Microsoft and Intel have developed a new way classify malware, by visualizing it.
Intel Labs and Microsoft Threat Protection Intelligence Team are collaborating to research the application of deep learning for malware threat detection. Their collaboration includes STAMINA (Static Malware-as-Image Network Analysis), a project that turns code into grayscale images so that a deep learning system can study them. The approach converts the binary form of an input file into a simple stream of pixels, and turns that into a picture with dimensions that vary depending on aspects like file size. A trained neural network then determines what has infected the file.
Typically, malware analysis using machine-learning techniques can leverage static characteristics of programs and/or dynamic characteristics of programs. For static analysis, observable artifacts of the objects analyzed are utilized for deep learning. For dynamic analysis, the static information is augmented with dynamically generated information derived from execution of the objects (or execution of the programs thathandle the objects, such as a PDFfile).

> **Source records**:
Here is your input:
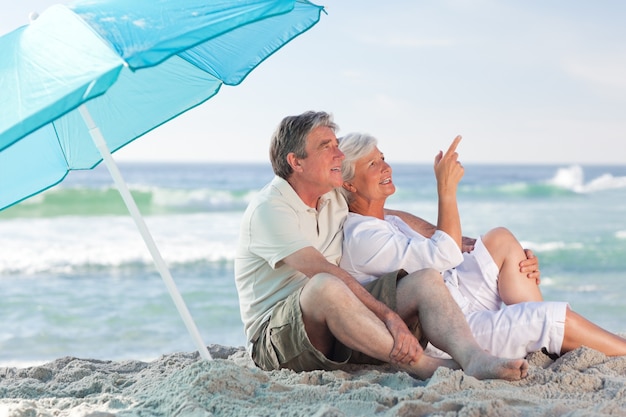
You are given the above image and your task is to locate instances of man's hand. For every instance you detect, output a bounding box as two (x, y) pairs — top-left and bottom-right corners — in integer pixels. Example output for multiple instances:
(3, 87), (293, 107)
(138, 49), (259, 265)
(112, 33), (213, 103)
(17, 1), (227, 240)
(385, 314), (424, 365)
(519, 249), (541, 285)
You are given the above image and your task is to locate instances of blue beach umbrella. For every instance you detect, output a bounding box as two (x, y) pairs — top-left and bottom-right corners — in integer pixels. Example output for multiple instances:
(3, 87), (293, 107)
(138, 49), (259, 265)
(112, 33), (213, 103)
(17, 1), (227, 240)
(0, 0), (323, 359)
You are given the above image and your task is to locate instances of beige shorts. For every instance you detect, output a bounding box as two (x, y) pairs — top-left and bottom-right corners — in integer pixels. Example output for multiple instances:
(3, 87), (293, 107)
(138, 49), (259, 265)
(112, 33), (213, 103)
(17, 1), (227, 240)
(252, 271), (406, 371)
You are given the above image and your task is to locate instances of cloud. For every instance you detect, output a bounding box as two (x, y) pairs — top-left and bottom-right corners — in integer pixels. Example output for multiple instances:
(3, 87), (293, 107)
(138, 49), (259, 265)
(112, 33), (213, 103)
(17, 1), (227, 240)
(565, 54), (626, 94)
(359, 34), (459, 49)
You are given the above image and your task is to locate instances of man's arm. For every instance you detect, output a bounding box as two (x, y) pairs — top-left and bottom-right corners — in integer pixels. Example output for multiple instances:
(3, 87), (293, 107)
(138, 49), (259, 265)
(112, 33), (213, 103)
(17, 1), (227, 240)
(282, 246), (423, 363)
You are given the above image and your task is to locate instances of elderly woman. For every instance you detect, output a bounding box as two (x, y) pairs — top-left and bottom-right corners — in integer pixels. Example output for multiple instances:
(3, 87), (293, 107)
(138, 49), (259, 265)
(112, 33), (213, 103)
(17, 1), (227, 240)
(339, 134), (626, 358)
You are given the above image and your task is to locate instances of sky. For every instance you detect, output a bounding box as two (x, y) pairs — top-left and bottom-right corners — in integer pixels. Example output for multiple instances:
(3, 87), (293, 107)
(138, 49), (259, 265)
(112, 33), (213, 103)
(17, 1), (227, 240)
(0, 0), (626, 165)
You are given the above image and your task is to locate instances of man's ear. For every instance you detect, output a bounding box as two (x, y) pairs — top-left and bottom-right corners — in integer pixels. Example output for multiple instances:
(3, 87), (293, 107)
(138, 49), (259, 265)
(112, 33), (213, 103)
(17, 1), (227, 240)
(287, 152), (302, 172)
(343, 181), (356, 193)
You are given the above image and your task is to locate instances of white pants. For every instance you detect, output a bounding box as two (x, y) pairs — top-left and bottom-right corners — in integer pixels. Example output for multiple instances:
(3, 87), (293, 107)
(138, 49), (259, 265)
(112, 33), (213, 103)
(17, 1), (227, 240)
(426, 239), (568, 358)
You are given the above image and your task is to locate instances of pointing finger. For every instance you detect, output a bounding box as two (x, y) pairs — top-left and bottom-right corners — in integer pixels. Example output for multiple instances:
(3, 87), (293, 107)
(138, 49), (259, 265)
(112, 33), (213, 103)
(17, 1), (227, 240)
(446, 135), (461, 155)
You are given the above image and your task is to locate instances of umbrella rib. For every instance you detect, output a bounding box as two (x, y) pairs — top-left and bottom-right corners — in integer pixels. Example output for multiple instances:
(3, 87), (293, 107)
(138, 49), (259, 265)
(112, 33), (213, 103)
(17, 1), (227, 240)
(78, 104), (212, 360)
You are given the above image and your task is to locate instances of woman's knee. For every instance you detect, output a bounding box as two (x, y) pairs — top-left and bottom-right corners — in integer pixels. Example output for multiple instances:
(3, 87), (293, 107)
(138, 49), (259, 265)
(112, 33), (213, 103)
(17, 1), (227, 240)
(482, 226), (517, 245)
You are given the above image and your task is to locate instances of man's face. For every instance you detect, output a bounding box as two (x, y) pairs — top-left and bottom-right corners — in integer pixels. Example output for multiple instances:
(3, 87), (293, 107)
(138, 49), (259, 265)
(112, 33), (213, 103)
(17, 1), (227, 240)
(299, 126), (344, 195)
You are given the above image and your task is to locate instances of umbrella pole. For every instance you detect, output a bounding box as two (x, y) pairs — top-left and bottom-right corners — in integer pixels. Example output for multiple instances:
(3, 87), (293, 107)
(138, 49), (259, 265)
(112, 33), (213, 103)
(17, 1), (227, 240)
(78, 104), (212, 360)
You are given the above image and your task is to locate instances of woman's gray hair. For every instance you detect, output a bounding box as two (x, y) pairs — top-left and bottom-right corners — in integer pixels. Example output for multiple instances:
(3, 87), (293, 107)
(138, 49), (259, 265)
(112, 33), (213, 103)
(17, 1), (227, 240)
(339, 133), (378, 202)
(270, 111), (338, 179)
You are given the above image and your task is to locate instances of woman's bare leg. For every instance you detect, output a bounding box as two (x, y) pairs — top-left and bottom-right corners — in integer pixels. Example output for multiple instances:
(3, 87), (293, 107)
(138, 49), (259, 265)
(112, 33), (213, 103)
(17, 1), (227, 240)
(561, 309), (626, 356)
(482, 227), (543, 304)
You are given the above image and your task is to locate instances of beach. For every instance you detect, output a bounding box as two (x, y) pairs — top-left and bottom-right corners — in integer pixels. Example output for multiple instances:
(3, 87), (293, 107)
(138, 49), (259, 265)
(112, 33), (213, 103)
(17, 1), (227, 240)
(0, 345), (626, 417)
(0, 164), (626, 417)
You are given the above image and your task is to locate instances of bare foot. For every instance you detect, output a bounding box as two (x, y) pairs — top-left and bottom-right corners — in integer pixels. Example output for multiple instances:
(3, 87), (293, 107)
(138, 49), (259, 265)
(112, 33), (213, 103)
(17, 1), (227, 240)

> **WORK REQUEST A**:
List every company, lab, or team that the malware visualization text names.
> **WORK REQUEST B**:
Proceed with the text on classifying malware as images, continuing right after its final sentence.

> **EXPECTED ANSWER A**:
Microsoft
Intel
Intel Labs
Microsoft Threat Protection Intelligence Team

> **EXPECTED ANSWER B**:
In the STAMINA approach, Intel and Microsoft studied the practical benefits of applying deep transfer learning from computer vision to static malware classification.
In this paper, Intel Labs and the Microsoft Threat Intelligence Team demonstrated the effectiveness of this approach on a real-world user dataset and have shown that transfer learning fromcomputer vision for malware classification can achieve highly desirable classification performance.
Malware is a type of software that possesses malicious characteristics to cause damage to the user, computer, or network. Static analysis is a quick and straightforward way to detect malware without executing the application or monitoring the run time behavior. Signature matching, a static analysis technique, is used to match malicious signatures. However, as malware signatures are increasing exponentially every day, signature matching must keep up with malware signatures in order to be effective.
Previously, Intel Labs proposed an enhanced malware detection framework that employs deep transfer learning to train directly on malware images. The approach was motivated by visual inspection of application binaries plotted as grey-scale images: there are textural and structural similarities among malware from the same family and dissimilarities between malware and benign software as well as across different malware families.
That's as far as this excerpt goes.